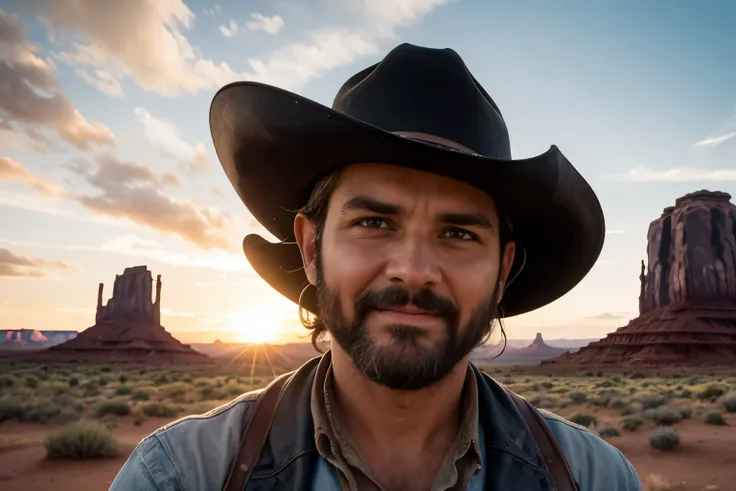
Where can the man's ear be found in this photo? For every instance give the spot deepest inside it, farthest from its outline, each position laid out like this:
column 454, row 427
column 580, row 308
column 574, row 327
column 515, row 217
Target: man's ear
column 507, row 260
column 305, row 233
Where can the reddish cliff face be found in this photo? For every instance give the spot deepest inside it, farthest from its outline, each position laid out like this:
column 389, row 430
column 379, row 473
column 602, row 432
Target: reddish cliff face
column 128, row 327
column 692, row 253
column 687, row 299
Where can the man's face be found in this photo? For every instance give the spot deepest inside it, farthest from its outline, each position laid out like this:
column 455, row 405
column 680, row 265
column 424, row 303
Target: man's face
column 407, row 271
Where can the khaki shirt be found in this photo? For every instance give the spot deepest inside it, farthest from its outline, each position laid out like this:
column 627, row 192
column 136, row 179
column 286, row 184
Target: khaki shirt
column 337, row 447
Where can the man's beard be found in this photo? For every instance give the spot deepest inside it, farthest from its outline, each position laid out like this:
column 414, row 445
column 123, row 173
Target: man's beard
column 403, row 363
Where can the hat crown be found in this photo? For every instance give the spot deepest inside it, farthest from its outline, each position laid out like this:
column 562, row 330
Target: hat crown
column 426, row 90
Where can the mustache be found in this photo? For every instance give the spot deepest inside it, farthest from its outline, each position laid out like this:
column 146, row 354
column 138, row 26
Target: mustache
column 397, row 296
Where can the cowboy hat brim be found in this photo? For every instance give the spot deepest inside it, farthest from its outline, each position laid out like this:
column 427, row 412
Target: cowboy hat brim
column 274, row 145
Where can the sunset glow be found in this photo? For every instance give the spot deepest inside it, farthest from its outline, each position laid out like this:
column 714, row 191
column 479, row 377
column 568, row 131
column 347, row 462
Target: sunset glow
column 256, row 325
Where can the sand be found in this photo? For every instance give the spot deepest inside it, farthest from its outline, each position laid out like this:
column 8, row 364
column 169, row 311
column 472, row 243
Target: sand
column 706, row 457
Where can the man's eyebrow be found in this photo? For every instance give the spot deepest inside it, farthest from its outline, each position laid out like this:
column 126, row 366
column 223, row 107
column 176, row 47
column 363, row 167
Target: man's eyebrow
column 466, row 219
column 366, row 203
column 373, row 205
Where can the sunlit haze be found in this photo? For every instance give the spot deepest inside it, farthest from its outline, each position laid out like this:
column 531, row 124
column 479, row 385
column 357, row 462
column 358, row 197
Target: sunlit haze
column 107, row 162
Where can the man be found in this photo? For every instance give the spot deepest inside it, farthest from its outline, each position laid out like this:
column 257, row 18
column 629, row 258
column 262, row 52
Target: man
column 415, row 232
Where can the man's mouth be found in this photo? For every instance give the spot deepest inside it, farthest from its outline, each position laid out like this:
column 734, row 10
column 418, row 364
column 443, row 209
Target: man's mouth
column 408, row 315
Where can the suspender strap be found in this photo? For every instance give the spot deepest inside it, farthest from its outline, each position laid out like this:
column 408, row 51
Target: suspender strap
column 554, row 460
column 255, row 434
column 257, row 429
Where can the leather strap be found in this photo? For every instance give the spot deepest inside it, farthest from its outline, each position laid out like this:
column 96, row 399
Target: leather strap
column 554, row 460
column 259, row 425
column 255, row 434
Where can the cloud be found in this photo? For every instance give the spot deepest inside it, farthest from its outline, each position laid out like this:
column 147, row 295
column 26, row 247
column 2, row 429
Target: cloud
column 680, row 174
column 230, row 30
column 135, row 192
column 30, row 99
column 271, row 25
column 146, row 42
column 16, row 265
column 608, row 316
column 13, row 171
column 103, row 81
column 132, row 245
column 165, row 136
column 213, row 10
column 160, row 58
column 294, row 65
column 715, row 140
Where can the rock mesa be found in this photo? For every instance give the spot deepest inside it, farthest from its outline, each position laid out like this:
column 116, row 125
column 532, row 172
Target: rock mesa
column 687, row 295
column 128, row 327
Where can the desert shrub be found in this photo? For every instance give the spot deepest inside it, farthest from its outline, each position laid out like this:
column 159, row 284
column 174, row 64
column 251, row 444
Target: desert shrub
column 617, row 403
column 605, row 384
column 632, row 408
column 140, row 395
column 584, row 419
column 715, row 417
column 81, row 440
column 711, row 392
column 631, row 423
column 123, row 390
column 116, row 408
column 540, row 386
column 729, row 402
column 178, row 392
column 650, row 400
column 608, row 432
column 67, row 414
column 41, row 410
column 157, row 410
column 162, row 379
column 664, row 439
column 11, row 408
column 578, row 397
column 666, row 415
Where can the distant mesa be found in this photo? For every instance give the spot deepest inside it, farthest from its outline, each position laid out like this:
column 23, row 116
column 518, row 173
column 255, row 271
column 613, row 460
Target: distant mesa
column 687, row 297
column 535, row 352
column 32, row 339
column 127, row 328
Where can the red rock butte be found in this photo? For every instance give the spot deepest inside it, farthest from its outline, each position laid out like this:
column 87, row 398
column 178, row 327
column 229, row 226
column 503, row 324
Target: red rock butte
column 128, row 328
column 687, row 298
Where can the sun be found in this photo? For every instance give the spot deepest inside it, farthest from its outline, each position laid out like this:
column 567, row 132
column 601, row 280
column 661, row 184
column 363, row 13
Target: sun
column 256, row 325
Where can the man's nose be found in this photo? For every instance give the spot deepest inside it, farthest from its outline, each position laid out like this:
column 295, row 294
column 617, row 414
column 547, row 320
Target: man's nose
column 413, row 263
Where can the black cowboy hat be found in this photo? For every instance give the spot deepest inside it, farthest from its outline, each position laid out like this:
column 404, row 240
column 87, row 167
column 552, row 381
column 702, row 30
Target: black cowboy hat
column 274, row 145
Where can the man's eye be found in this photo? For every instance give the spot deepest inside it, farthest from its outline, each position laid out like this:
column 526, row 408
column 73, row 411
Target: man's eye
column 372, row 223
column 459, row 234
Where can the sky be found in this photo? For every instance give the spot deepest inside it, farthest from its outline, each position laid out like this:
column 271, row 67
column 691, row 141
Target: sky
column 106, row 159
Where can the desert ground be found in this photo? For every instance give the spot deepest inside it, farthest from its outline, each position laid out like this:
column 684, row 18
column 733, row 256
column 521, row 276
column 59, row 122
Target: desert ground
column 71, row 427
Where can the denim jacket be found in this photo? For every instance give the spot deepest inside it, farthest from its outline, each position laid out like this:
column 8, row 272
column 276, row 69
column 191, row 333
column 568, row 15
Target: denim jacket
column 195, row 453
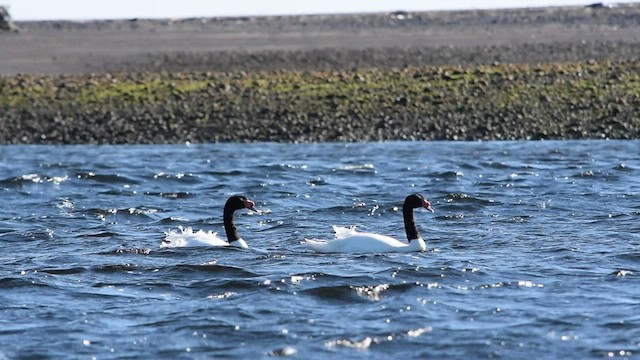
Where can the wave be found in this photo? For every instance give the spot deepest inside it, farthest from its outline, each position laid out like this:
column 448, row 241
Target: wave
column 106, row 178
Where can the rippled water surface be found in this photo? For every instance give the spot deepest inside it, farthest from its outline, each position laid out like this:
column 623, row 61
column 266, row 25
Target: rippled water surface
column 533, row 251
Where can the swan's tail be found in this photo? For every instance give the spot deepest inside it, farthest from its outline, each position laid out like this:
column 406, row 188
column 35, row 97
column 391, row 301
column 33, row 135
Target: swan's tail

──────────

▶ [GIVEN EXERCISE]:
Return, unchanged, every line from the very start of the entries through the line with "column 426, row 90", including that line, and leave the pictures out.

▶ [EXERCISE ANSWER]:
Where can the man's ear be found in this photo? For every instance give the spot deepest inside it, farthest from its outline, each position laid out like this:
column 454, row 427
column 580, row 308
column 574, row 327
column 515, row 217
Target: man's ear
column 507, row 260
column 305, row 233
Where can the reddish cliff face be found in this photo? For every instance give the spot deepest inside it, farthest from its outline, each position laid out like this:
column 389, row 430
column 379, row 473
column 602, row 432
Target: reddish cliff face
column 128, row 327
column 692, row 253
column 687, row 299
Where can the man's face be found in this photo? For every instance give the spot deepest inside it, farthest from its outline, each position laid out like this:
column 455, row 405
column 680, row 265
column 424, row 303
Target: man's face
column 407, row 271
Where can the khaki shirt be found in this photo? For every instance give the spot deepest inside it, farthest from its outline, each position laid out like this:
column 627, row 192
column 136, row 179
column 286, row 184
Target: khaki shirt
column 337, row 447
Where can the man's beard be found in this photo? For every instance give the spot deepest inside it, farthest from its outline, each position laid out like this:
column 414, row 445
column 123, row 173
Target: man's beard
column 403, row 363
Where can the hat crown be found in this photo? For every instance give the spot deepest inside it, farthest from its outline, each position laid out like this:
column 562, row 330
Target: hat crown
column 426, row 90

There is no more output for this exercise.